[The records — start]
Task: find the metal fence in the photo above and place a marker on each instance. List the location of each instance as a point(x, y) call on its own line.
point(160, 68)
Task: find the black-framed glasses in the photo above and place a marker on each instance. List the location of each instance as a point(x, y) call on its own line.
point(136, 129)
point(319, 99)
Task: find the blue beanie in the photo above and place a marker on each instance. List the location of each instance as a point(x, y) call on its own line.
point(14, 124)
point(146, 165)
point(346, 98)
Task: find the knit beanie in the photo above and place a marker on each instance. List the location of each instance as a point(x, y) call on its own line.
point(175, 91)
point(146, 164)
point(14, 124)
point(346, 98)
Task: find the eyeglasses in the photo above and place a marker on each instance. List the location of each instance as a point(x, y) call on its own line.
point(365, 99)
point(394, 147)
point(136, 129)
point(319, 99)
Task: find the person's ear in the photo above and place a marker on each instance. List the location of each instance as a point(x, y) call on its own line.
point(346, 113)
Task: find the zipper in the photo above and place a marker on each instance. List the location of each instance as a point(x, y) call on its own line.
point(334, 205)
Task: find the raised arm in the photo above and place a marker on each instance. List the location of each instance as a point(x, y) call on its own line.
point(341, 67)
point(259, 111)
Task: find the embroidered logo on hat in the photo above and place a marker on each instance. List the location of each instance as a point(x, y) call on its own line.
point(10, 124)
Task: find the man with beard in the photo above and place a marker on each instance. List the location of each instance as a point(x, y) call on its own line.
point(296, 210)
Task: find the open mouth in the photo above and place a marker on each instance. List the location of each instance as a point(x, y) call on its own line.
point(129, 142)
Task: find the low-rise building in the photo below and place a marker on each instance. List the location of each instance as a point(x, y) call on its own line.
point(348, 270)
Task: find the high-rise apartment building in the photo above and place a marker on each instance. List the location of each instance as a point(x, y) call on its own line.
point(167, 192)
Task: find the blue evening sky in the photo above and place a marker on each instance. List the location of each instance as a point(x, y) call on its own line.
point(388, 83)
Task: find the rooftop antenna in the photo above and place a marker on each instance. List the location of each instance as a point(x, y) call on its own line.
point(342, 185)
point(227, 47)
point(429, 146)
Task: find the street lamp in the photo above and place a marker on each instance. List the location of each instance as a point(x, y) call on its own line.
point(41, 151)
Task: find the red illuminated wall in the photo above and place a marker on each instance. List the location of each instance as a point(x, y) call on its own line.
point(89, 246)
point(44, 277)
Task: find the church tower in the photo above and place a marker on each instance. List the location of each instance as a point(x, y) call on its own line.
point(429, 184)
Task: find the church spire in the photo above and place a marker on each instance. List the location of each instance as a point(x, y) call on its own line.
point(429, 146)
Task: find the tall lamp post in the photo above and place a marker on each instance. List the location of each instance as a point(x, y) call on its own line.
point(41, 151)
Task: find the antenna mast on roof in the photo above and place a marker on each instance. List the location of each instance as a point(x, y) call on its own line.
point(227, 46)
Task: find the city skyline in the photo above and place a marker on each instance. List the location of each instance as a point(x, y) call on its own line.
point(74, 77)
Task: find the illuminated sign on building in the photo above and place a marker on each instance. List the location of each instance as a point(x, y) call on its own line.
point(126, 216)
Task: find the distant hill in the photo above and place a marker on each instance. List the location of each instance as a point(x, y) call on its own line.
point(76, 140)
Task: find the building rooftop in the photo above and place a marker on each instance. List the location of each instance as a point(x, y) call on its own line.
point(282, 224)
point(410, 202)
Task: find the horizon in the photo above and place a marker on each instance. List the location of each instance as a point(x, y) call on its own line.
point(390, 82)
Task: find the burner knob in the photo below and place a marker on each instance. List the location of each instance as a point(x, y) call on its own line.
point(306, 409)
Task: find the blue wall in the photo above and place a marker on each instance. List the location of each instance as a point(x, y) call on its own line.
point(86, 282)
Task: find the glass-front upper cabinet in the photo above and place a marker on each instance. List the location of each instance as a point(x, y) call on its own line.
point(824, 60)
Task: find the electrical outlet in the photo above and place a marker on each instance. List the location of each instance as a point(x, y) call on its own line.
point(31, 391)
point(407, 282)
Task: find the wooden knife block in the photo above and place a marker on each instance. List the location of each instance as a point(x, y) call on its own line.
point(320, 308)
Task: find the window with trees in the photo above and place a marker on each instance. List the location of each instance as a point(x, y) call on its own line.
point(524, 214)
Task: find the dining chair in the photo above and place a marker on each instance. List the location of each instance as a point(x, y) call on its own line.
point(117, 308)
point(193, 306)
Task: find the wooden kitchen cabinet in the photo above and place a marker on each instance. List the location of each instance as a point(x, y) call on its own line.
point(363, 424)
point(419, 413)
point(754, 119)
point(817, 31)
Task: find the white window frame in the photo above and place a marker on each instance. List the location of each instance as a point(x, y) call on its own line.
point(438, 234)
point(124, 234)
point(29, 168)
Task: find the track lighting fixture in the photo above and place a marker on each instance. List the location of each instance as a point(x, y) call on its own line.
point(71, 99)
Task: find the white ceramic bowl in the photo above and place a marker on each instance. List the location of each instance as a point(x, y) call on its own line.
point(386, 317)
[The records — finish]
### Directions
Copy out the data exactly, keeping each line whole.

### Written response
Task: find the metal fence in the photo above and place a marker on each instance. List the location of each instance as a point(x, y) call on its own line.
point(160, 68)
Task: find the black-framed glasses in the photo above and place a marker on each instance. List the location of each instance as a point(x, y) call on its own line.
point(136, 129)
point(319, 99)
Task: find the blue beanie in the photo above and place a marker on each instance. List the location of each instance as a point(x, y) call on its own line.
point(14, 124)
point(146, 165)
point(346, 98)
Task: find the knit beanie in the photo above and place a marker on each instance. List the location of each instance as a point(x, y) call on its own line.
point(175, 91)
point(146, 164)
point(14, 124)
point(346, 98)
Task: find the eyeglasses in the photo above and place a marker on each instance. List the location of each instance as a point(x, y) call on its own line.
point(365, 99)
point(394, 147)
point(136, 129)
point(319, 99)
Task: find the person's ear in the photo above and place a marker on each instance. List the location of each instance as a point(x, y) call on its own line.
point(346, 113)
Task: find the zipper in the photo above and place a marker on each instance. List the location of each instance as a point(x, y) call on its own line.
point(334, 205)
Task: find the raised arm in the photo above and place a marker on each instance. List the location of each instance as a point(x, y) call on its own line.
point(341, 67)
point(259, 111)
Task: find the embroidered logo on hat in the photo above and place a marker on each instance. List the location of each instance as a point(x, y) call on its own line.
point(10, 124)
Task: find the man with beard in the photo above and place a marker on each instance. List the location of each instance as a point(x, y) call on its own line.
point(296, 210)
Task: find the open mouth in the photo above and place a marker on each instance. List the location of each instance as a point(x, y) call on its own line.
point(129, 142)
Task: find the low-rise building in the photo below and place a marker on each instance. List the location of each instance as a point(x, y) call on its own line.
point(348, 270)
Task: find the high-rise apartment building in the photo above and place a marker on each instance. List the location of each instance as a point(x, y) call on its own line.
point(167, 192)
Task: find the blue evening sky in the photo above and place a marker on each instance. List the location of each instance as a point(x, y) call on its own line.
point(388, 83)
Task: find the rooftop antenna in the photo above and place a marker on each instance. List the location of each instance as a point(x, y) call on its own line.
point(342, 185)
point(227, 47)
point(429, 146)
Task: find the street lamp in the photo above and place a marker on each instance. List the location of each instance as a point(x, y) call on its own line.
point(41, 151)
Task: find the red illuminated wall in the photo above and place a marker on each instance. List the location of each instance as a point(x, y) call on its own line.
point(89, 246)
point(44, 277)
Task: find the church tower in the photo above and place a marker on each instance. List the location of each instance as a point(x, y) call on its own line.
point(429, 184)
Task: find the church spire in the photo above and place a marker on each instance. List the location of each instance as a point(x, y) call on its own line.
point(429, 146)
Task: find the tall lamp post in the photo above and place a marker on each instance. List the location of each instance as a point(x, y) call on its own line.
point(41, 151)
Task: find the antenna mast on roof in the photo above and place a marker on each instance. List the location of each instance as a point(x, y) call on its own line.
point(227, 46)
Task: find the city skyline in the photo above and place a marker on each instance. List the location of each instance as a point(x, y) call on its own line.
point(74, 77)
Task: find the illuminated sign on building in the photo above and place a marker on each instance. List the location of each instance as a point(x, y) call on its own line.
point(126, 216)
Task: find the distant hill in the photo above and place a marker on each instance. List the location of each instance as a point(x, y) call on its own line.
point(76, 140)
Task: find the building rooftop in the photo above and place a marker on each instance. List the location of each instance as a point(x, y) call on its own line.
point(282, 224)
point(410, 202)
Task: find the horizon in the photo above and place a marker on each instance. List the location of each instance as a point(x, y) call on its own line.
point(390, 82)
Task: find the burner knob in the photo below and place a marker on each instance. List the location of each instance as a point(x, y) call on its own line.
point(306, 409)
Task: find the blue wall in the photo above and place a marker on each instance. List the location of each instance as a point(x, y) call on its own line.
point(86, 282)
Task: find the glass-front upper cabinet in the photo above and place a marker on each instance. List the location of each instance as a point(x, y) call on its own line.
point(824, 60)
Task: find the electrical outlet in the photo above and place a marker on each instance. List the location of each instance as a point(x, y) call on its own line.
point(31, 391)
point(407, 282)
Task: find the wooden knife block in the photo above and place a marker on each instance. List the location of each instance as a point(x, y) call on its own line.
point(320, 308)
Task: find the window with trees in the photo above and place a marker on each instance. List the location of each instance as a point(x, y) call on its own line.
point(524, 214)
Task: find the dining chair in the photo above and place a marker on each instance. List the location of each instance as a point(x, y) call on its own line.
point(117, 308)
point(193, 306)
Task: find the wooden kitchen cabinet in the photo above and place a marker on each instance. List the location of each instance as a point(x, y) call on its own line.
point(363, 424)
point(419, 413)
point(754, 119)
point(817, 31)
Task: find the white window frame in the photo above and place a marker on each instance. List the location of each instance as a point(x, y) call on its own line.
point(438, 234)
point(124, 234)
point(29, 168)
Task: find the track lighting fixture in the photo above and place a marker on each instance. List the location of each instance as a point(x, y) call on its own line.
point(71, 99)
Task: find the white ceramic bowl in the photo above and place a marker on each instance. List the location of each instance as a point(x, y) call on its own line.
point(386, 317)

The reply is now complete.